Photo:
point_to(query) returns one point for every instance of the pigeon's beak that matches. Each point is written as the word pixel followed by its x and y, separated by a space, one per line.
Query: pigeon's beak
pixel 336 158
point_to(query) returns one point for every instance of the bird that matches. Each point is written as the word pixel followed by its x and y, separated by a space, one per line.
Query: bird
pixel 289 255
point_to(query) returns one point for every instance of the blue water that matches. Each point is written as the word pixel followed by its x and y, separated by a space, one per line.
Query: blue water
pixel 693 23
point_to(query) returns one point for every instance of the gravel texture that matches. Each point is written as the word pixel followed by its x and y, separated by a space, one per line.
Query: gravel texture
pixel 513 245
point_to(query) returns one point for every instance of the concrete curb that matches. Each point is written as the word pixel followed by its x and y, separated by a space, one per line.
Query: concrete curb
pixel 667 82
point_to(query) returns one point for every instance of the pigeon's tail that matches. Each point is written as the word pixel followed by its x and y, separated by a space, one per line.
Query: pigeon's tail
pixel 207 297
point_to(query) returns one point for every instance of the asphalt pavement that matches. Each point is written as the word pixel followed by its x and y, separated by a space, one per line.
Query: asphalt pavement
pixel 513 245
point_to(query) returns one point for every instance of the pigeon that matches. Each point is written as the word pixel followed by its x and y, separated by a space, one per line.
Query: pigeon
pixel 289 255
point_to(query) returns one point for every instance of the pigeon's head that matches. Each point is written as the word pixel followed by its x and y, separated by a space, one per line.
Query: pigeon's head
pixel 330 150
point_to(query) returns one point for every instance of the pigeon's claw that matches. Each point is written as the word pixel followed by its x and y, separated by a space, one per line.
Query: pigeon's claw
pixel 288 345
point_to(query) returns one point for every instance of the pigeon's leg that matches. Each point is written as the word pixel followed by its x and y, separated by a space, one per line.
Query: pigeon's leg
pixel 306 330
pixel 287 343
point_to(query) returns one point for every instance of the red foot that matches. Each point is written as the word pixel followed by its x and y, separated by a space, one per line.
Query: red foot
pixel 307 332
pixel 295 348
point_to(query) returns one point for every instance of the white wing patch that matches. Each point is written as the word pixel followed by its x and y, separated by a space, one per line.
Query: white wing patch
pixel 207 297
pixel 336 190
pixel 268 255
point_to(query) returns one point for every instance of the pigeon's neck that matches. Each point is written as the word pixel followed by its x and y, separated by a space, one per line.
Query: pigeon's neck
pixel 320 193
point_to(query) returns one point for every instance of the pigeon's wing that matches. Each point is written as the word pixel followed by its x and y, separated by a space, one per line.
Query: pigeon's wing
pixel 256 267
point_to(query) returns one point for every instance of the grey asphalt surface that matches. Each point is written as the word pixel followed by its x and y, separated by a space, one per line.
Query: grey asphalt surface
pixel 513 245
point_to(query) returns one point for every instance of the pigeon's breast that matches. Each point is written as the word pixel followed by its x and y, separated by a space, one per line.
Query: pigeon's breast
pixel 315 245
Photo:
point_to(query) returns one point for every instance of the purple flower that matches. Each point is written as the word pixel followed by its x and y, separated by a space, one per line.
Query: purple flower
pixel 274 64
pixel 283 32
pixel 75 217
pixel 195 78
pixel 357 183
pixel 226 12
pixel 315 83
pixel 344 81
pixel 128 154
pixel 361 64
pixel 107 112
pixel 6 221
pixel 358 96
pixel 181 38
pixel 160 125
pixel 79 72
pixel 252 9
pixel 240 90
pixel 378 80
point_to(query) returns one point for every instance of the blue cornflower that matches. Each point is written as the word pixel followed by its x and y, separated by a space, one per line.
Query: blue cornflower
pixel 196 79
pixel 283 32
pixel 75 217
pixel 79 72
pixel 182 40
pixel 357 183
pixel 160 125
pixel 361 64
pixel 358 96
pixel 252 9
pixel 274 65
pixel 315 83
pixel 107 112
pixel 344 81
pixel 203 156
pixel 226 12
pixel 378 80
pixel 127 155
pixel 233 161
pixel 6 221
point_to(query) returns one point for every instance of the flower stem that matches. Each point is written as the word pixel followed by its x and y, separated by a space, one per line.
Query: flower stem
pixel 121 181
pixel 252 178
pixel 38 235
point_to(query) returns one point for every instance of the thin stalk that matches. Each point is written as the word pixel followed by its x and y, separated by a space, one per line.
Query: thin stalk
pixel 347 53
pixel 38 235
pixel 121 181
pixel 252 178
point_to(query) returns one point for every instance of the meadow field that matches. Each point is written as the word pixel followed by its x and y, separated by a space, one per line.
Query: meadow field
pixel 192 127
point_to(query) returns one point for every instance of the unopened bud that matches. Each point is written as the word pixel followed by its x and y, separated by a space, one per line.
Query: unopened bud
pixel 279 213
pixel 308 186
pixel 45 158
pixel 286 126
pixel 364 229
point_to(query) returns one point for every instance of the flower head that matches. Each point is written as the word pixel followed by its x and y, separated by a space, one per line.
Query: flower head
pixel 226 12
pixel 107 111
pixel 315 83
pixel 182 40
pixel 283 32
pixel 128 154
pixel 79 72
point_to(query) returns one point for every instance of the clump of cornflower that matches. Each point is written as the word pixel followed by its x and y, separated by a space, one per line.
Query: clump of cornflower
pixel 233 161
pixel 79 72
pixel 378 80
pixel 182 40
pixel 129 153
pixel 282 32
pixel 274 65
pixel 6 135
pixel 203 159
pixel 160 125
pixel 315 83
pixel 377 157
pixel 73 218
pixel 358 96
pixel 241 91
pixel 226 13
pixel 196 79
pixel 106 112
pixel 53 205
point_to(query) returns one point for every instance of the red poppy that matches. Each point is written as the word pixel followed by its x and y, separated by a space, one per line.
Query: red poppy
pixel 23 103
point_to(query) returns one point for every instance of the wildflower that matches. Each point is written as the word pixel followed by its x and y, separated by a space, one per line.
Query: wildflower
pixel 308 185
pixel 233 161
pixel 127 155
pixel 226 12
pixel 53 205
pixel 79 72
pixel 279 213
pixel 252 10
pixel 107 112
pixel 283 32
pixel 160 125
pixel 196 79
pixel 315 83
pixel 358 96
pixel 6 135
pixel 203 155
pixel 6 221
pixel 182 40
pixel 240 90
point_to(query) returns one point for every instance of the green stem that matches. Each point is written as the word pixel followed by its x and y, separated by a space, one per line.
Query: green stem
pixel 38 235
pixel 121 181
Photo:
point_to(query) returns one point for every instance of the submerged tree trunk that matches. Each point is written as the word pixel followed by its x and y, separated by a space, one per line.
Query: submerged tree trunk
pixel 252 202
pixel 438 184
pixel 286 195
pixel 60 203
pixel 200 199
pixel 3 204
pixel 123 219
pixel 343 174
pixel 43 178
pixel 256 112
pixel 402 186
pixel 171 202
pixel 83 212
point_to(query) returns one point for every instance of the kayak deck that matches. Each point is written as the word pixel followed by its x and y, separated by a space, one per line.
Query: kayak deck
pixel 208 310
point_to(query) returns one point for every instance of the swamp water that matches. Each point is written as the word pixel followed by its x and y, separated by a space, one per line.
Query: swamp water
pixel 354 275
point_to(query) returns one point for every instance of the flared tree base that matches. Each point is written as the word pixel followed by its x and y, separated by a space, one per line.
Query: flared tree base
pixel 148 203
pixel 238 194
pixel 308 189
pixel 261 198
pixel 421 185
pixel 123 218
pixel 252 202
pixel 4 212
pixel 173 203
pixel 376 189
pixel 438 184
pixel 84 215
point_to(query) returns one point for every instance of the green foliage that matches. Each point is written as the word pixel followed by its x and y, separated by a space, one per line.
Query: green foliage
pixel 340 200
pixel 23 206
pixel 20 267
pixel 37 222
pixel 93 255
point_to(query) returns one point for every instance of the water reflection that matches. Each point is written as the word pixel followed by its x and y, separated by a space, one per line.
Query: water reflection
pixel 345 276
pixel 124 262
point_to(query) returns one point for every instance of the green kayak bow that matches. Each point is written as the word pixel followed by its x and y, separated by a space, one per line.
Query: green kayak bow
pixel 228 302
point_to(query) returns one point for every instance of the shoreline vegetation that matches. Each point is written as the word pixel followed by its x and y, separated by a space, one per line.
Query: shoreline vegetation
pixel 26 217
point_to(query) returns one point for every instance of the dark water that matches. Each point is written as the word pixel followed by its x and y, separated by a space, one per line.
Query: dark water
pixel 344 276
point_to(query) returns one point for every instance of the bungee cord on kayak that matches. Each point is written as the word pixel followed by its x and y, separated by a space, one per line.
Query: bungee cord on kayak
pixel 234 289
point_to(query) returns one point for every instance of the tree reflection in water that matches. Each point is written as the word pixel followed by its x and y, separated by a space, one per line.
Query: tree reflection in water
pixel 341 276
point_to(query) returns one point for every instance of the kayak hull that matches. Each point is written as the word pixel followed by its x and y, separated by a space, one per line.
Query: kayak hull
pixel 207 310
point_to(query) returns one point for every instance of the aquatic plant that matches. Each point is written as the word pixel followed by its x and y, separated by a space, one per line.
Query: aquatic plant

_ _ _

Express the entries from their very beginning through the line containing "pixel 693 23", both ends included, as a JSON list of strings with one string per line and blank lines omitted.

[
  "Photo:",
  "point_to(query) returns one point for every instance of the pigeon's beak that matches. Each point is written as the word pixel followed by its x and y, separated by a space, one per line.",
  "Query: pigeon's beak",
  "pixel 336 158",
  "point_to(query) returns one point for every instance of the bird that matches. Each point is written as the word pixel followed by its x and y, separated by a space, one per line.",
  "Query: bird",
  "pixel 289 255",
  "point_to(query) returns one point for every instance of the blue water that matches. Each point is written as the word pixel followed by its x and y, separated by a space, one per line.",
  "Query: blue water",
  "pixel 693 23"
]